- DOCUMENT TEXT -
BRIEF SUMMARY OF THE DISCLOSURE

The present disclosure relates to systems and methods for a spectrum quality indicator for use in Layer 0 (optical or photonic) path computation. In an ASE-loaded system, traffic cannot be added to an optical section by simply replacing the ASE spectrum if the incoming traffic signal is too low or too high. The ASE-loaded system acts as a full-spectrum environment, allowing digital switching between ASE and traffic signals for power replacement. This ensures that spectrum control applications do not need to manage the linear and non-linear properties of the fiber transmission system, such as stimulated Raman scattering (SRS), tilt, ripple, or spectral-hole burning, which could affect other in-service traffic signals. If low signal powers are allowed in a section, they can impact the power and optical signal-to-noise ratio (OSNR) of other active channels, depending on bandwidth and spectrum location. Similarly, if the incoming signal power is too high, it can saturate downstream optical amplifiers and affect neighboring channels due to cross-phase modulation (XPM) and SRS. Multiple factors can degrade the spectrum content (either the entire spectrum or specific parts) along the transmission path, and current Layer 0 restoration methods do not account for spectrum quality during path computation.

As a result, Layer 0 restorations are often triggered blindly along ASE-loaded optical paths, without considering spectrum quality, and may be rejected by photonic controllers if the signal power falls outside allowable thresholds. This can lead to failed mission-critical Layer 0 restorations and significant delays in recovery. The goal of this disclosure is to introduce a spectrum quality indicator in the Layer 0 control plane for each degree or mux-connection, allowing the system to proactively consider spectrum quality during path computation.

In various embodiments, the present disclosure includes a method having steps, a processing device configured to implement the steps, and a non-transitory computer-readable medium storing instructions that, when executed, cause one or more processors to implement the steps. The steps include obtaining measured optical spectrum at an upstream location in an optical network; scaling the measured optical spectrum at a downstream location based on a plurality of components in the optical network to determine an estimated optical spectrum at the downstream location; evaluating the estimated optical spectrum to determine a spectrum quality indicator; and utilizing the spectrum quality indicator to one or more of i) block the downstream location for new capacity adds, ii) allow the downstream location for the new capacity adds, or iii) weight the upstream location in for the new capacity adds. The scaling includes taking the measured optical spectrum and sequentially applying expected or measured transfer functions or a combination of both for each of the plurality of components up to the downstream location.

The expected transfer functions can include a loss or gain expected or targeted across the spectrum over an optical medium or components that can be obtained from a last successful calibration process or can be set as a target, and measured transfer function include a loss or gain measurement across the spectrum over an optical medium or component. The plurality of components can include a wavelength selective switch (WSS). The scaling can include applying an expected transfer function based on a last successful calibration process with the WSS, or target transfer function set to achieve with the WSS, with a combination of measured or expected transfer function of a fiber or optical medium connecting the upstream and downstream location.

Named object pointing rows
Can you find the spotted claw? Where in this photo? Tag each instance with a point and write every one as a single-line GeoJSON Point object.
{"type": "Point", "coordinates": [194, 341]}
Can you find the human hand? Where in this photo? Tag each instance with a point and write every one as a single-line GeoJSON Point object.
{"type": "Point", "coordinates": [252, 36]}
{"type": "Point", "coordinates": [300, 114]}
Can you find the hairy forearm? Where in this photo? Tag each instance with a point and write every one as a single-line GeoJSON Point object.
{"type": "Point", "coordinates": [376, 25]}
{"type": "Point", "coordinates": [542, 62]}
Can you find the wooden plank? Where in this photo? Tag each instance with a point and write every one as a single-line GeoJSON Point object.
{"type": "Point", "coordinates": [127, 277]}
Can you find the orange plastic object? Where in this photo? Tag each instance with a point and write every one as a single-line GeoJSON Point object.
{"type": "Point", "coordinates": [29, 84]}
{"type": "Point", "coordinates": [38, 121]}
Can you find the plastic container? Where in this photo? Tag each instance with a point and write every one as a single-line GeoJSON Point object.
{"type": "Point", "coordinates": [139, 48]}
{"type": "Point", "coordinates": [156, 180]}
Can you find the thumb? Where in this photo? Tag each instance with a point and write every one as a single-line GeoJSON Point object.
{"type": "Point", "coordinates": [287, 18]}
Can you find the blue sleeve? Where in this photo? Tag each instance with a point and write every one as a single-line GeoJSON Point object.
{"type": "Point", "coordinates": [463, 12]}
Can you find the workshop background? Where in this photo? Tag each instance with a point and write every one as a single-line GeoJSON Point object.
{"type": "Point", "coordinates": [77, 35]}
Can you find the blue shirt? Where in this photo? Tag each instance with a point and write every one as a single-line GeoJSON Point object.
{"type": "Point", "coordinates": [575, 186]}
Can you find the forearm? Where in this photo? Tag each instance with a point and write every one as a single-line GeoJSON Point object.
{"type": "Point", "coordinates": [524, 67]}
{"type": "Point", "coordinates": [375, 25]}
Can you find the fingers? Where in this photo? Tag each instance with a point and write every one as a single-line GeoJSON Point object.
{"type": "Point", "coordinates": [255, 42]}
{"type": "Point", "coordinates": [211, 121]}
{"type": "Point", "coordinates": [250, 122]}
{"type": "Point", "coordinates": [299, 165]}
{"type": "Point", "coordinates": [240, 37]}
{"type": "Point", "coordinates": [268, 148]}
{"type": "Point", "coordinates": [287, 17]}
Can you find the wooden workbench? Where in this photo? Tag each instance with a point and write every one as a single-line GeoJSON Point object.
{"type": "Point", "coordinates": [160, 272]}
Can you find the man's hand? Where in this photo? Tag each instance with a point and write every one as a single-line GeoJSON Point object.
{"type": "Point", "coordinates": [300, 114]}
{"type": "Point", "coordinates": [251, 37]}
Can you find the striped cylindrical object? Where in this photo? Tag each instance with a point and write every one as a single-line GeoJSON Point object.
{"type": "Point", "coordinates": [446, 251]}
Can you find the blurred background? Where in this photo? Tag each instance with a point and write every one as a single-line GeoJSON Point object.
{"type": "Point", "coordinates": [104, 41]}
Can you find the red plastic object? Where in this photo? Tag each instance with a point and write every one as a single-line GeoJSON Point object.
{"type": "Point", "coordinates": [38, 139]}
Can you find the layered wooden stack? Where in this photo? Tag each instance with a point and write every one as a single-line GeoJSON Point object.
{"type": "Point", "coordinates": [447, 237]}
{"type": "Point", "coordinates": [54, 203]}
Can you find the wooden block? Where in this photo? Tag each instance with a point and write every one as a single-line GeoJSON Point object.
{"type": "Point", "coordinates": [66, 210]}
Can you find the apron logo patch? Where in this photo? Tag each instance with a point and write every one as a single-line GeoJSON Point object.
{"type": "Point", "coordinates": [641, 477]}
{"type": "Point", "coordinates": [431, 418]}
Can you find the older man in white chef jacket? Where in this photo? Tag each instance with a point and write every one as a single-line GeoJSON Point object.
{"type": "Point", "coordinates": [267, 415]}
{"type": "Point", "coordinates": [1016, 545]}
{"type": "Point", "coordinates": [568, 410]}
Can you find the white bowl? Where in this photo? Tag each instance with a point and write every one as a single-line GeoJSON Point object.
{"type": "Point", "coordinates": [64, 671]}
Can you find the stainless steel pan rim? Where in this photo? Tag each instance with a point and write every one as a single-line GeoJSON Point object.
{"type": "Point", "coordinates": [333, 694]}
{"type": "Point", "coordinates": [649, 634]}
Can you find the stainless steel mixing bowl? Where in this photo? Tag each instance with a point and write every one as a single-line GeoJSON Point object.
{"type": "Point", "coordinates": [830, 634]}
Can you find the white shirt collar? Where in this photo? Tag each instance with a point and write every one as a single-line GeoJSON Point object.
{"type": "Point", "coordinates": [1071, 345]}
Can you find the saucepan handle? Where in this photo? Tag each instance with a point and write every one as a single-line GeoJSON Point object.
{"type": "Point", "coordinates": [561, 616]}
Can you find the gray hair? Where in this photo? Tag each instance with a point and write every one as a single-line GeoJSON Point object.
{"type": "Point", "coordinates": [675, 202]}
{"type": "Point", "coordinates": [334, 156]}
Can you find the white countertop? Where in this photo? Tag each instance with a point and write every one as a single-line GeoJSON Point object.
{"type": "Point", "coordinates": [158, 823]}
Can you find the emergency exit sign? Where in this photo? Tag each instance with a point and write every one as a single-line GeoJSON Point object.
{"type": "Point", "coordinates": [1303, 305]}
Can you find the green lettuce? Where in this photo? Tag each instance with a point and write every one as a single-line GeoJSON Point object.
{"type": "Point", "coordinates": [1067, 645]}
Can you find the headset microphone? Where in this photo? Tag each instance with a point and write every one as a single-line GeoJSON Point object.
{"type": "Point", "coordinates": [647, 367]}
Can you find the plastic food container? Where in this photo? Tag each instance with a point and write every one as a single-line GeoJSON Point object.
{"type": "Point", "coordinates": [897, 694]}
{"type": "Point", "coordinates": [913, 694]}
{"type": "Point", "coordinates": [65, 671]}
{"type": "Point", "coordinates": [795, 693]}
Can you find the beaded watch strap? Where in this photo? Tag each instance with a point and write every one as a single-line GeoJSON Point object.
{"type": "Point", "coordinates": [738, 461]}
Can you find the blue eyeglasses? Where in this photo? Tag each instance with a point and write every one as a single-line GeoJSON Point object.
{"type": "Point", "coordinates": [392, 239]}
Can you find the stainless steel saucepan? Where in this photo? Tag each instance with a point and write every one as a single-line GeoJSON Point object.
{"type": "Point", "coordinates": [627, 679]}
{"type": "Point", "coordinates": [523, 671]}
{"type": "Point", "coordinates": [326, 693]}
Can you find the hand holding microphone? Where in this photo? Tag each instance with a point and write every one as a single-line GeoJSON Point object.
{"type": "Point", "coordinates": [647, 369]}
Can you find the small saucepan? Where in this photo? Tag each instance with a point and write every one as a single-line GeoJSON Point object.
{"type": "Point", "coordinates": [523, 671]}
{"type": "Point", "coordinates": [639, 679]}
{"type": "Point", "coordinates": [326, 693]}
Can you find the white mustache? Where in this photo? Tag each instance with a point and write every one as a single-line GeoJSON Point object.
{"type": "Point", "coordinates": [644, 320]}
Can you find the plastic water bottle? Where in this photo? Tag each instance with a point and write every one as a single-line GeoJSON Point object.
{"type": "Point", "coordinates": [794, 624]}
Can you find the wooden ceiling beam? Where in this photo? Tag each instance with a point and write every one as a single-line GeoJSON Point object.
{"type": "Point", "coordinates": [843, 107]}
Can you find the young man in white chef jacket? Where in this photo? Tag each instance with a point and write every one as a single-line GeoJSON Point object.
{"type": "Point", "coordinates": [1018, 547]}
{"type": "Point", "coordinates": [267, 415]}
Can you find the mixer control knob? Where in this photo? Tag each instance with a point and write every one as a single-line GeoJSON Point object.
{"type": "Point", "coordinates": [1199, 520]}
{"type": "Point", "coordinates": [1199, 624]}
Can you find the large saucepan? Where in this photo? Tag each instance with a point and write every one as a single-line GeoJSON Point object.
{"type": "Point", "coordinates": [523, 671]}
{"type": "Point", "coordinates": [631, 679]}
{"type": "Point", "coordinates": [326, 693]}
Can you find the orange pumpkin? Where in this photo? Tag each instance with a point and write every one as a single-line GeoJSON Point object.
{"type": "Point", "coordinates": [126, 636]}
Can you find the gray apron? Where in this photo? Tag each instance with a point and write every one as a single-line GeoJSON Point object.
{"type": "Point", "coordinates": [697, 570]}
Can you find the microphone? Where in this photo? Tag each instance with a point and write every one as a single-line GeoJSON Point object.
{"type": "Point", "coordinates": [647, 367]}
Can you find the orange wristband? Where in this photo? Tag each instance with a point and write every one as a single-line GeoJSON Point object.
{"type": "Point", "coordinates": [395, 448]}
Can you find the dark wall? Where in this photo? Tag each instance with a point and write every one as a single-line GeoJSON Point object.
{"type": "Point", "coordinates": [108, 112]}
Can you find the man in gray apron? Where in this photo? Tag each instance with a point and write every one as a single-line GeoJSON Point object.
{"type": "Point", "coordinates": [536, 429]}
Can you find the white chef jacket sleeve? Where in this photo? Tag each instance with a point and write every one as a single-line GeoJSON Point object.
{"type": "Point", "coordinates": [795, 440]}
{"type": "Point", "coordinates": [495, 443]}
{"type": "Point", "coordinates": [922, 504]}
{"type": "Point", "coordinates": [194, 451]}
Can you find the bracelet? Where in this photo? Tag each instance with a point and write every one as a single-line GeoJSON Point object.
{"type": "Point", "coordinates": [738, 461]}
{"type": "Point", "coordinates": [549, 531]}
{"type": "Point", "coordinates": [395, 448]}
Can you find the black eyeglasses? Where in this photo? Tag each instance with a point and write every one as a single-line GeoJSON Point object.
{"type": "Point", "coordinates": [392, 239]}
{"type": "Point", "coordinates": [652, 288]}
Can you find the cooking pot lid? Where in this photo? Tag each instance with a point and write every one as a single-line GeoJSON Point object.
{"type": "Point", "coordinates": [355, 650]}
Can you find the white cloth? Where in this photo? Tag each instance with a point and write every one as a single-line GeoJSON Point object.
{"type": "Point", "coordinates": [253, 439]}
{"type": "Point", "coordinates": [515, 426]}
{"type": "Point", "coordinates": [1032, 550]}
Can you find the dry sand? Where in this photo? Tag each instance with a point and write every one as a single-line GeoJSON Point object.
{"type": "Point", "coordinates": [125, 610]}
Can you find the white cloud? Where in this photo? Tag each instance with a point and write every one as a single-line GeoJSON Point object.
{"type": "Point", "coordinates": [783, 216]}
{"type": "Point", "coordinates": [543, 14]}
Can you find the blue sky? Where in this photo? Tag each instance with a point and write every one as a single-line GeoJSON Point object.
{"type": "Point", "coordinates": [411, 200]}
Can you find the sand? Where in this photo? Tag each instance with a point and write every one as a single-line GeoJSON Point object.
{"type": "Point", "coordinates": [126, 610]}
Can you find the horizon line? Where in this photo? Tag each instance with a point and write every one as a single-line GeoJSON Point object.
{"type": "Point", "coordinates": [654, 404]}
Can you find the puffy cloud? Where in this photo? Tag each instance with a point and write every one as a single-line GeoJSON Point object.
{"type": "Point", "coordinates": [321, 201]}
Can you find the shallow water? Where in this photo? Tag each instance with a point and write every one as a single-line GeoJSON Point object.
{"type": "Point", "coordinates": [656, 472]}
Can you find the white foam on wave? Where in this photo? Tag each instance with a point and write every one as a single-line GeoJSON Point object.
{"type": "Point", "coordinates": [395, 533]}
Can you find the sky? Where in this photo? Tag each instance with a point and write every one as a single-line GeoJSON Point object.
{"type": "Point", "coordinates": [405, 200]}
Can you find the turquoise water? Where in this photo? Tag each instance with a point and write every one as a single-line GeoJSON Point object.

- STATED GOAL -
From the spectrum quality indicator text above, list in order the steps that the method includes.

- RESULT BELOW -
1. Obtaining measured optical spectrum at an upstream location in an optical network
2. Scaling the measured optical spectrum at a downstream location based on a plurality of components in the optical network to determine an estimated optical spectrum at the downstream location
3. Evaluating the estimated optical spectrum to determine a spectrum quality indicator
4. Utilizing the spectrum quality indicator to one or more of i) block the downstream location for new capacity adds, ii) allow the downstream location for the new capacity adds, or iii) weight the upstream location in for the new capacity adds